Ende März mussten bundesweit Gaststätten im Sinne des jeweiligen Landesgaststättengesetzes für den Publikumsverkehr schließen. Seitdem dürfen sie Speisen und Getränke nur zur Abholung oder Lieferung anbieten. In Beherbergungsbetrieben dürfen keine Übernachtungen für touristische Zwecke erfolgen. Während in den meisten Bundesländern der Nicht-Lebensmitteleinzelhandel seine Geschäfte mit einer Verkaufsfläche bis 800 m² oder darüber hinaus wieder öffnen darf, ist eine Lockerung der Maßnahmen für die Hotel- und Gastronomiebetriebe nicht in Sicht. Bei den Schließungsanordnungen und Übernachtungsbeschränkungen handelt es sich um massive Eingriffe in die verfassungsrechtlich geschützte Berufsfreiheit (Art. 12 Abs. 1 GG) sowie die Eigentumsfreiheit (Art. 14 Abs. 1 GG).

 

Zur wirtschaftlichen Bewältigung dieser enormen Belastungen fordert die Branche von der Politik ein Nothilfeprogramm, insbesondere in Form von Mehrwertsteuersenkungen für Hotels und Gastronomie auf 7 % sowie durch Schaffung eines Nothilfefonds vergleichbar mit den Unterstützungsleistungen für die Landwirtschaft aufgrund der Dürrekatastrophe im Jahr 2018.

Aufgabe A -
Nenne alle Gesetze und Grundgesetzartikel, auf die sich der Textauszug beruft.
Aufgabe B -
Gib den Textauszug von „Zur wirtschaftlichen Bewältigung“ bis einschließlich „im Jahr 2018.“ wieder und setze dabei „Bundesregierung“ an die Stelle von „Politik“.
Aufgabe C -
Auf welchen Satz soll die Mehrwertsteuer für Hotels und Gastronomie nach der Forderung im Textauszug gesenkt werden?

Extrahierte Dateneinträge
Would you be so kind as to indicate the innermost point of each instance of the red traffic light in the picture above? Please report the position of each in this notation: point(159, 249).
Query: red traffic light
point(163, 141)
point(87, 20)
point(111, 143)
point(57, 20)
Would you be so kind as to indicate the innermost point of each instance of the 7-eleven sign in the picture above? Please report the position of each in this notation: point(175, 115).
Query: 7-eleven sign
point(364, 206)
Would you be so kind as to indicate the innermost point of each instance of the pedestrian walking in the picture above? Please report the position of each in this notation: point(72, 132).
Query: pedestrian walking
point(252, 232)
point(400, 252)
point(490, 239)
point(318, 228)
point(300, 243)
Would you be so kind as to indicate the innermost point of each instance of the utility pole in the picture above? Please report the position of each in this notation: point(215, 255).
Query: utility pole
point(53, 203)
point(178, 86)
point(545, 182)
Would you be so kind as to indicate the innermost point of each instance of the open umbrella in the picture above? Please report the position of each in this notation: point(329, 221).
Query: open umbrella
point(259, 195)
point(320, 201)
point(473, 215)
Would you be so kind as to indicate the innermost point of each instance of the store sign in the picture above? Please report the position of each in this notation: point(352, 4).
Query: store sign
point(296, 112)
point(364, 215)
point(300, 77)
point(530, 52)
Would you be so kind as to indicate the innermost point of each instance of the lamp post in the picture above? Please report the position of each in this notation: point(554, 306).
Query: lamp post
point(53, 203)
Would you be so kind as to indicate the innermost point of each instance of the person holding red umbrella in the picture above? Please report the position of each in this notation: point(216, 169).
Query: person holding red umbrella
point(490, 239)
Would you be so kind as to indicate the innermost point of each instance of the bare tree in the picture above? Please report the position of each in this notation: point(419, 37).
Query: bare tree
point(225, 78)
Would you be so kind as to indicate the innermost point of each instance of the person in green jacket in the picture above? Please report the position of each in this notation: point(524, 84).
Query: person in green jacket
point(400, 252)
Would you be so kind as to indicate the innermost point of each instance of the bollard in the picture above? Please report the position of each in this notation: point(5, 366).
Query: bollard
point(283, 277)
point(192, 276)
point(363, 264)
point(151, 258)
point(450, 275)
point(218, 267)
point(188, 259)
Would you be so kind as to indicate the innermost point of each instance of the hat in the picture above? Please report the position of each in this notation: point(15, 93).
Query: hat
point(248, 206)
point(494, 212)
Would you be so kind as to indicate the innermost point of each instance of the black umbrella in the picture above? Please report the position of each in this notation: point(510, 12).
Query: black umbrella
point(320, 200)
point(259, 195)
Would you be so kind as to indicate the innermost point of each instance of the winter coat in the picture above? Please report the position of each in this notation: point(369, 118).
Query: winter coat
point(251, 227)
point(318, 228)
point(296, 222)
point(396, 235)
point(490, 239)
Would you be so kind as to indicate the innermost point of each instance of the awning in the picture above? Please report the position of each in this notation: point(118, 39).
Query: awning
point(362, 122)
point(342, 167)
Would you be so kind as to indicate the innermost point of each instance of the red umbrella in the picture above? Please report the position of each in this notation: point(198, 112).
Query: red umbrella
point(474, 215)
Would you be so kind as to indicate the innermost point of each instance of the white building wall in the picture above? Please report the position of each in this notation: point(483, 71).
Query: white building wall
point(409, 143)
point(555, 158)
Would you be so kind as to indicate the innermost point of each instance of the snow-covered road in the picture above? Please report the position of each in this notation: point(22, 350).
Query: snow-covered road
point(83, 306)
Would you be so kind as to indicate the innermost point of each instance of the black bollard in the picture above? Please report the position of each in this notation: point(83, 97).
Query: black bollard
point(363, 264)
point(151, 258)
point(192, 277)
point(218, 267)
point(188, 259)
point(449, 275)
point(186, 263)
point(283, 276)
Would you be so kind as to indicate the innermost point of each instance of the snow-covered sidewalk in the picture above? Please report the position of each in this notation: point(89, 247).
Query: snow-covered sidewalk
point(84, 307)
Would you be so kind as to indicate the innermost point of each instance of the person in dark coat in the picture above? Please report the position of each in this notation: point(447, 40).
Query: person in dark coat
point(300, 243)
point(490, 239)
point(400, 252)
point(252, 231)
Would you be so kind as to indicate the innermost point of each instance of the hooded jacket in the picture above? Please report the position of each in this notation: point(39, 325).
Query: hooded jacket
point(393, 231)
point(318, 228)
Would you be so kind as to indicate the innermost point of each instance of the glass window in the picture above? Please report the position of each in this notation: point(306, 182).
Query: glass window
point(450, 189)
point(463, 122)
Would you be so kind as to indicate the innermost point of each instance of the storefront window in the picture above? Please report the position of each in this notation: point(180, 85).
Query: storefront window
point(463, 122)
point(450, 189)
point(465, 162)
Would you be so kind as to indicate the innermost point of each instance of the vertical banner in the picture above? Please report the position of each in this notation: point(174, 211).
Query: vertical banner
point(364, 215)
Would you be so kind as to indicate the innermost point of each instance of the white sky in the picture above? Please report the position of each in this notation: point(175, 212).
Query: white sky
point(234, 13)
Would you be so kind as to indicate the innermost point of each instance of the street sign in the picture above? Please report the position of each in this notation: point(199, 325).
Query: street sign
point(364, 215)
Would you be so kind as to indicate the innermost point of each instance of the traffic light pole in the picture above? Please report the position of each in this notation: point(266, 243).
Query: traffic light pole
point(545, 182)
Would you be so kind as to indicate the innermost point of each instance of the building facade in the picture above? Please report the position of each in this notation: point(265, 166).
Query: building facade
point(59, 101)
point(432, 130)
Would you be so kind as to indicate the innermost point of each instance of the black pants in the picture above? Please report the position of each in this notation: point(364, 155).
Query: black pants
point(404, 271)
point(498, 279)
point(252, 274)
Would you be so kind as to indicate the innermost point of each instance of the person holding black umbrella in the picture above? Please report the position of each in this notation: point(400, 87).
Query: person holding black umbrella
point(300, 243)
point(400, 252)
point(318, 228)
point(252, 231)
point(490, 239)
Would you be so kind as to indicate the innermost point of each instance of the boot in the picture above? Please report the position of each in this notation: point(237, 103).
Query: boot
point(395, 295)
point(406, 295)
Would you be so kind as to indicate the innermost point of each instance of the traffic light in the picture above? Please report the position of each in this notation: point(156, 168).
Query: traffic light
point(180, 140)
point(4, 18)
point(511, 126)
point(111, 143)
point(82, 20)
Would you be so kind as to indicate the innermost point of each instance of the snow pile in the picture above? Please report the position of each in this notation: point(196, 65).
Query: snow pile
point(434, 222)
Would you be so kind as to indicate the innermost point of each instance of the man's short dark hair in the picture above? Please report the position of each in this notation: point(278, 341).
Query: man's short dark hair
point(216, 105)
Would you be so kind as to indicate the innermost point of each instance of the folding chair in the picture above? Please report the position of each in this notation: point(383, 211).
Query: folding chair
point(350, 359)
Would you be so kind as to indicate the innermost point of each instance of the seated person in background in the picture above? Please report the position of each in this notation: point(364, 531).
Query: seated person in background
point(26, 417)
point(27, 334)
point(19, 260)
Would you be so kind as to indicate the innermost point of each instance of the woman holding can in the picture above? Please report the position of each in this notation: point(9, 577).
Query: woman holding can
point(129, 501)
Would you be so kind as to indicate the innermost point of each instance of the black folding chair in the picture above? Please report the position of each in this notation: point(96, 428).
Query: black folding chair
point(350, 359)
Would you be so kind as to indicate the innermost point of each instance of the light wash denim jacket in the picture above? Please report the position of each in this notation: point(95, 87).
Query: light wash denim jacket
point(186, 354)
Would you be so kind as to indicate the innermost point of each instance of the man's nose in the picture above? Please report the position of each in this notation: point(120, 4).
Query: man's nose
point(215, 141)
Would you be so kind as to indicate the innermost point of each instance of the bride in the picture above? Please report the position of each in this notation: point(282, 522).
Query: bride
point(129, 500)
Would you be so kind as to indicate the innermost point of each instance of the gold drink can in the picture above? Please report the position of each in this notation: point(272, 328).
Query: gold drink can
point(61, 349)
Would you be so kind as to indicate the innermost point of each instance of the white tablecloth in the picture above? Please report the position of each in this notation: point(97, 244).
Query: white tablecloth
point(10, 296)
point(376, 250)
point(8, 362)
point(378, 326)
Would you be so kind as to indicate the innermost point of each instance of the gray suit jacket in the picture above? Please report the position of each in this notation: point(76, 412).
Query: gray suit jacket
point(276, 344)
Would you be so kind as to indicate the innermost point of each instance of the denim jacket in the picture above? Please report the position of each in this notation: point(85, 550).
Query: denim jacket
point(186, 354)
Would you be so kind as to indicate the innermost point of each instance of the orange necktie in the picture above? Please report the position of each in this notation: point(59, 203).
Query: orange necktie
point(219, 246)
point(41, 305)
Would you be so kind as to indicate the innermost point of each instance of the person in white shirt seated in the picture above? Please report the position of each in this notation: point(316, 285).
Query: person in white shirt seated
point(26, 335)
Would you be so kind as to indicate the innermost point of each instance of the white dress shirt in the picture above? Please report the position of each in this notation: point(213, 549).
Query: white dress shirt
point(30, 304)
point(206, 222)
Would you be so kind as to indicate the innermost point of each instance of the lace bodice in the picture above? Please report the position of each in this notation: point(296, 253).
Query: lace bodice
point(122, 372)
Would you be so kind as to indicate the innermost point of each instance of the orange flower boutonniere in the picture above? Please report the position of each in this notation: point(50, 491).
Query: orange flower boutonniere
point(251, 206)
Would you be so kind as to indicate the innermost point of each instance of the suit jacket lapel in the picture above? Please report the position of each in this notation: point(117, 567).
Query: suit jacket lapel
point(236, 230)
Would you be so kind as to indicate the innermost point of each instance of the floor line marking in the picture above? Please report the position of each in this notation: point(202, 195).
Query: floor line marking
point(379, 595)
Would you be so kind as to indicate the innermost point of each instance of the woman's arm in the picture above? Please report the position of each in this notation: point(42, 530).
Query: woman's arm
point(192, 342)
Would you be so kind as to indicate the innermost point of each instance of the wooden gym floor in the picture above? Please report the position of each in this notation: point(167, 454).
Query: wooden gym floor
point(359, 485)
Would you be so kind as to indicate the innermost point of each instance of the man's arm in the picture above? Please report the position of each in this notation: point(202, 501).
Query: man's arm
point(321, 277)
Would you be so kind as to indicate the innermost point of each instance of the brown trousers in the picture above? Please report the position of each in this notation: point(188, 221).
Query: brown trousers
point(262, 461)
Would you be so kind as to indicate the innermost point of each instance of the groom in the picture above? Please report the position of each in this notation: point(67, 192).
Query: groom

Ergebnis A -
- das jeweilige Landesgaststättengesetz
- Art. 12 Abs. 1 GG (Berufsfreiheit)
- Art. 14 Abs. 1 GG (Eigentumsfreiheit)

Ergebnis B -
Zur wirtschaftlichen Bewältigung dieser enormen Belastungen fordert die Branche von der Bundesregierung ein Nothilfeprogramm, insbesondere in Form von Mehrwertsteuersenkungen für Hotels und Gastronomie auf 7 % sowie durch Schaffung eines Nothilfefonds vergleichbar mit den Unterstützungsleistungen für die Landwirtschaft aufgrund der Dürrekatastrophe im Jahr 2018.

Ergebnis C -
Auf 7 %.